TO BE DONE:
Render every line of the entries below as one string in a JSON list, skipping blank lines. Omit the pictures.
======== INPUT ROWS ========
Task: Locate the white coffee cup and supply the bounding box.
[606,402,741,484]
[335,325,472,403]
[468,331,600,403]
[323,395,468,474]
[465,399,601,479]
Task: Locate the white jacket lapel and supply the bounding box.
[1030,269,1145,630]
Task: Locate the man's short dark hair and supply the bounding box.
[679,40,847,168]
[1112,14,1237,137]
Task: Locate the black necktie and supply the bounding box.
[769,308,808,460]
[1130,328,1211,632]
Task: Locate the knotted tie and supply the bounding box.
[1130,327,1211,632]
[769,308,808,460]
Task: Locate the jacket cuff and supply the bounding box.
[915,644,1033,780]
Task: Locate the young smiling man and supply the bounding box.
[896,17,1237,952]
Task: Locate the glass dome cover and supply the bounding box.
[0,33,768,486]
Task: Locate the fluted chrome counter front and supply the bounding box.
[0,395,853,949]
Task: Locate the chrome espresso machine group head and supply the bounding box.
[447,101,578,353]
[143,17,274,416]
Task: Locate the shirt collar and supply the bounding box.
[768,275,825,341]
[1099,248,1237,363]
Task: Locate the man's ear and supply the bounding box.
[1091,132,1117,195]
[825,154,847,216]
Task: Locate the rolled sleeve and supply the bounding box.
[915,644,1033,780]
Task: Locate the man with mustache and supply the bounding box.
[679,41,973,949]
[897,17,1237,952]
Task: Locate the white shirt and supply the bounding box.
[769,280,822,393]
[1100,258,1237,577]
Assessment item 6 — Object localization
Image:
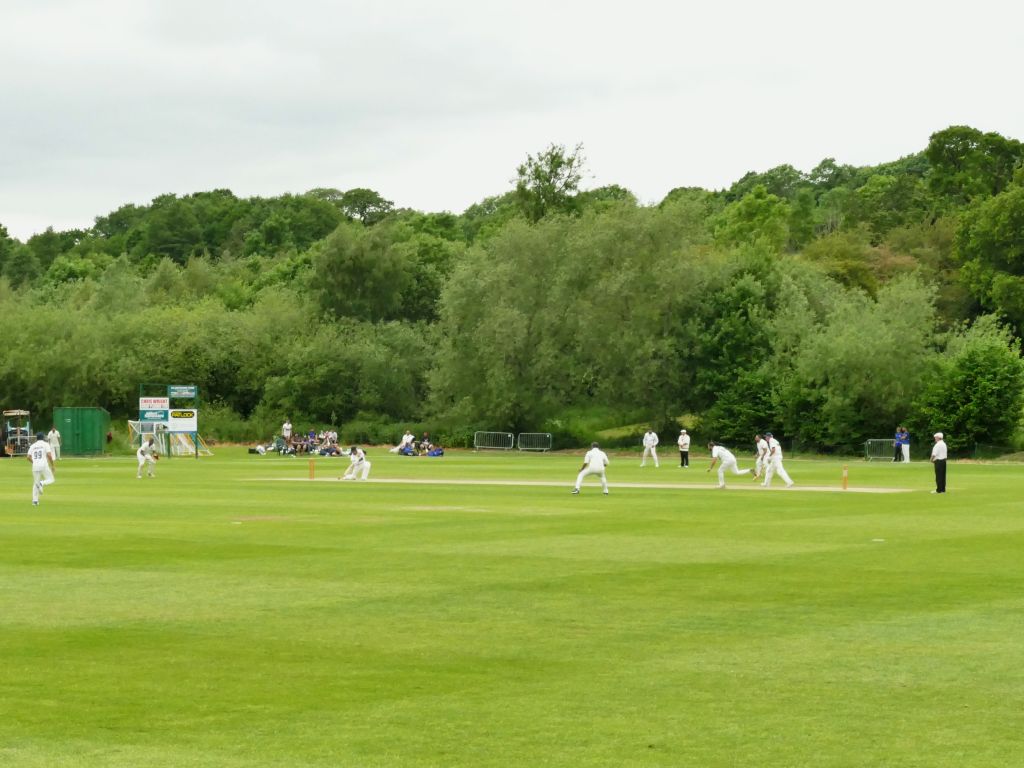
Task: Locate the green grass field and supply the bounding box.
[0,449,1024,768]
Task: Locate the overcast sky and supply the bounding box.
[0,0,1024,240]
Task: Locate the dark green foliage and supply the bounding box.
[925,125,1024,204]
[6,127,1024,451]
[956,184,1024,329]
[515,144,587,222]
[918,315,1024,451]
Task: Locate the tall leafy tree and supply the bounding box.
[925,125,1024,203]
[515,144,587,221]
[337,187,394,226]
[918,315,1024,451]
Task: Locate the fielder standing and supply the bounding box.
[572,442,608,496]
[135,437,158,480]
[754,434,768,480]
[708,440,751,488]
[761,432,793,488]
[341,445,371,480]
[678,429,690,469]
[932,432,949,494]
[25,432,53,507]
[46,425,60,461]
[640,429,659,468]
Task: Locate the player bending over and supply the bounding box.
[708,440,751,488]
[25,432,53,507]
[572,442,608,496]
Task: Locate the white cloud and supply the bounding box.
[0,0,1024,238]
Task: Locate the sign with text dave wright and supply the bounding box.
[138,387,199,432]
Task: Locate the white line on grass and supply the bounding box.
[246,477,911,494]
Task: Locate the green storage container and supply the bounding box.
[51,408,111,456]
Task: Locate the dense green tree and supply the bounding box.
[338,187,394,226]
[916,315,1024,451]
[136,195,203,264]
[955,184,1024,329]
[26,226,84,271]
[0,224,15,273]
[515,144,587,221]
[3,244,42,288]
[773,275,935,451]
[459,190,522,243]
[925,125,1024,203]
[312,224,412,322]
[724,165,809,203]
[714,184,790,252]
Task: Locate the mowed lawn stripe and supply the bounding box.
[0,450,1024,766]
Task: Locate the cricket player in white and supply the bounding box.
[640,429,660,468]
[761,432,793,488]
[46,427,60,461]
[677,429,690,469]
[754,434,768,480]
[390,429,416,454]
[708,441,751,488]
[341,445,370,480]
[135,437,157,480]
[572,442,608,496]
[26,432,53,507]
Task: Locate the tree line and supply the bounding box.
[0,126,1024,451]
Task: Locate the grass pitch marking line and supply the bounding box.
[246,477,912,494]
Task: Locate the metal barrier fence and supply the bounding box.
[473,432,515,451]
[516,432,553,451]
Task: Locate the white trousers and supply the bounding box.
[575,467,608,494]
[135,456,157,477]
[718,460,751,488]
[640,445,660,467]
[341,461,370,480]
[761,458,793,487]
[32,465,53,502]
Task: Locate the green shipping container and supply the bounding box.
[51,408,111,456]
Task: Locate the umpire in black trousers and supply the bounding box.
[932,432,948,494]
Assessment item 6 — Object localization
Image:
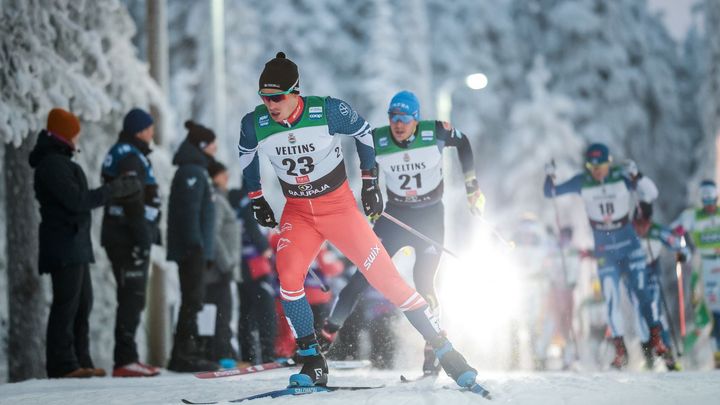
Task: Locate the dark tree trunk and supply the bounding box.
[5,134,47,382]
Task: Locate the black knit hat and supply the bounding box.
[208,159,227,177]
[258,52,300,93]
[185,121,215,149]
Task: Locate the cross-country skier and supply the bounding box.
[238,52,486,393]
[672,180,720,369]
[544,143,668,369]
[631,214,690,370]
[321,91,485,375]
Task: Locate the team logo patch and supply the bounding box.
[338,103,350,115]
[277,238,290,252]
[258,114,270,127]
[308,106,322,120]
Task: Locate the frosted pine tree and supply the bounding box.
[0,0,161,381]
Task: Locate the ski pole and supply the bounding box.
[476,216,515,250]
[381,211,460,259]
[645,234,682,357]
[550,159,580,361]
[308,269,330,292]
[675,236,686,338]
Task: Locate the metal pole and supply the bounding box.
[382,212,460,259]
[551,166,580,361]
[145,0,170,145]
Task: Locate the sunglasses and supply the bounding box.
[389,114,415,124]
[585,162,610,170]
[258,88,293,103]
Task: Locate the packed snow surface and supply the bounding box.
[0,369,720,405]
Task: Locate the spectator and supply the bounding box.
[29,108,141,378]
[167,121,217,372]
[205,160,240,368]
[101,108,160,377]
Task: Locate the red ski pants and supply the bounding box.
[276,181,426,311]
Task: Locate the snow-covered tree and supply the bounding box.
[0,0,162,380]
[498,56,584,223]
[517,0,693,221]
[697,0,720,183]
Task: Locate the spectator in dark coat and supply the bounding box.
[167,121,217,372]
[101,108,161,377]
[200,161,240,368]
[29,108,141,378]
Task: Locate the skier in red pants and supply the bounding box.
[238,52,487,395]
========
CORRECT RESPONSE:
[
  "Task: Locate the white coffee cup and supply the bounding box.",
  "[606,402,741,484]",
  "[335,325,472,403]",
  "[468,331,600,403]",
  "[323,395,468,474]",
  "[465,399,601,479]",
  "Task: Locate the white jacket lapel and supply the bounding box.",
  "[1030,269,1145,630]",
  "Task: Locate the man's short dark hair and supply the bounding box.",
  "[679,40,847,168]",
  "[1112,14,1237,137]",
  "Task: Locate the black necktie and supply the bounding box.",
  "[769,308,808,460]",
  "[1130,328,1211,632]",
  "Task: Locate the knotted tie and supply the bounding box.",
  "[1130,327,1211,632]",
  "[769,308,808,460]",
  "Task: Locate the jacket cuff and supply the bounding box.",
  "[915,644,1033,780]",
  "Task: Locate the young smiling man and supply the bounding box.",
  "[896,17,1237,952]",
  "Task: Locate the glass dome cover and supply the bounding box.",
  "[0,33,768,486]",
  "Task: Locate the fluted chrome counter front and supply the bounding box.",
  "[0,395,853,949]",
  "Task: Locate the chrome espresso machine group head and supply the bounding box.",
  "[447,101,578,353]",
  "[143,17,274,416]",
  "Task: Locate the shirt collar and supply the bounding box.",
  "[768,275,825,341]",
  "[1099,248,1237,363]",
  "Task: Locate the man's ear and supply the bounding box.",
  "[1091,132,1117,195]",
  "[825,154,847,216]",
  "Task: Locate the rolled sleeve and supply the bounding box.",
  "[915,644,1033,780]",
  "Task: Locate the man with mustache and supply the bounding box.",
  "[679,41,973,949]",
  "[897,17,1237,952]",
  "Task: Locate the white shirt and supply the bounding box.",
  "[769,280,822,393]",
  "[1100,258,1237,577]",
  "Assessment item 6 — Object localization",
  "Image:",
  "Task: Locate the green grass field and supply the bounding box.",
  "[0,449,1024,768]",
  "Task: Locate the overcast sky and supply the bounding box.",
  "[0,0,1024,240]",
  "Task: Locate the dark green foliage and supply the bounding box.",
  "[925,125,1024,204]",
  "[6,127,1024,451]",
  "[956,184,1024,329]",
  "[515,144,587,222]",
  "[918,315,1024,451]",
  "Task: Locate the tall leafy tree and supply the bounding box.",
  "[925,125,1024,203]",
  "[515,144,587,221]",
  "[337,187,394,226]",
  "[918,315,1024,451]",
  "Task: Locate the fielder standing and supply the bounding box.",
  "[572,442,608,496]",
  "[135,437,158,480]",
  "[754,434,768,480]",
  "[708,440,751,488]",
  "[761,432,793,488]",
  "[341,445,371,480]",
  "[678,429,690,469]",
  "[932,432,949,494]",
  "[25,432,53,507]",
  "[46,425,60,461]",
  "[640,429,659,468]",
  "Task: Locate the player bending over and supply the bounding box.",
  "[708,440,751,488]",
  "[25,432,53,507]",
  "[572,442,608,496]",
  "Task: Locate the white cloud and supply the bounding box.",
  "[0,0,1024,238]",
  "Task: Locate the sign with text dave wright and supply the bounding box.",
  "[138,387,199,432]",
  "Task: Locate the white line on grass and supply the bounding box.",
  "[246,477,911,494]",
  "Task: Locate the green storage container and supply the bounding box.",
  "[51,408,111,456]",
  "Task: Locate the dense green tree and supply the bounding box.",
  "[338,187,394,226]",
  "[916,315,1024,451]",
  "[136,195,203,264]",
  "[955,184,1024,329]",
  "[26,226,84,271]",
  "[0,224,15,273]",
  "[515,144,587,221]",
  "[3,244,42,288]",
  "[773,275,935,451]",
  "[459,190,522,243]",
  "[925,125,1024,203]",
  "[312,224,412,322]",
  "[724,165,809,203]",
  "[714,184,790,252]",
  "Task: Locate the mowed lawn stripe and supply the bounding box.",
  "[0,450,1024,766]",
  "Task: Locate the cricket player in white and supply the bounding box.",
  "[640,429,660,468]",
  "[761,432,793,488]",
  "[46,427,60,461]",
  "[677,429,690,469]",
  "[754,434,768,480]",
  "[390,429,416,454]",
  "[708,441,751,488]",
  "[341,445,370,480]",
  "[135,437,157,480]",
  "[572,442,608,496]",
  "[26,432,53,507]",
  "Task: Locate the tree line and supply the bounding box.",
  "[0,126,1024,451]",
  "Task: Locate the grass pitch marking line and supply the bounding box.",
  "[246,477,912,494]",
  "Task: Locate the metal barrier fence and supply the bounding box.",
  "[473,432,515,451]",
  "[516,432,553,451]",
  "Task: Locate the white trousers and supply the bounding box.",
  "[575,467,608,494]",
  "[135,456,157,477]",
  "[718,460,751,488]",
  "[640,445,660,467]",
  "[341,461,370,480]",
  "[761,458,793,487]",
  "[32,465,53,502]",
  "Task: Locate the green shipping container and supply the bounding box.",
  "[51,408,111,456]",
  "Task: Locate the umpire in black trousers and supply the bounding box.",
  "[932,432,948,494]",
  "Assessment item 6 — Object localization",
  "Image:",
  "Task: Locate the dark tree trunk and supply the bounding box.",
  "[5,134,47,382]",
  "Task: Locate the black knit hat and supply the bounding box.",
  "[208,159,227,177]",
  "[258,52,300,93]",
  "[185,121,215,149]",
  "Task: Locate the cross-country skier and supply the bounding box.",
  "[238,52,486,393]",
  "[672,180,720,369]",
  "[544,143,668,369]",
  "[631,214,690,370]",
  "[321,91,485,375]",
  "Task: Locate the team logo patch and supply the bounding box.",
  "[338,103,350,115]",
  "[277,238,290,252]",
  "[258,114,270,127]",
  "[308,106,322,120]",
  "Task: Locate the frosted pine tree and supply the bounding box.",
  "[0,0,161,381]",
  "Task: Locate the ski pole and supply the bounding box.",
  "[476,216,515,250]",
  "[381,211,460,259]",
  "[645,234,682,357]",
  "[550,159,580,361]",
  "[308,269,330,292]",
  "[675,236,686,338]",
  "Task: Locate the metal pole and supply the bounding box.",
  "[382,212,460,259]",
  "[551,166,580,361]",
  "[145,0,170,145]",
  "Task: Locate the sunglasses and supply the bounding box.",
  "[389,114,415,124]",
  "[585,162,610,170]",
  "[258,88,293,103]",
  "Task: Locate the packed snow surface and supply the bounding box.",
  "[0,369,720,405]",
  "Task: Locate the spectator and supply the bounding box.",
  "[29,108,141,378]",
  "[167,121,217,372]",
  "[205,160,240,368]",
  "[101,108,160,377]",
  "Task: Locate the red ski pants and supply the bounding box.",
  "[276,181,426,311]",
  "Task: Locate the snow-covered tree and supply the bounding box.",
  "[0,0,162,380]",
  "[498,56,584,223]",
  "[517,0,693,221]",
  "[697,0,720,183]",
  "Task: Locate the spectator in dark coat and supply the bounding box.",
  "[167,121,217,372]",
  "[101,108,161,377]",
  "[200,161,240,368]",
  "[29,108,141,378]",
  "Task: Locate the skier in red pants and supply the bounding box.",
  "[238,52,487,395]"
]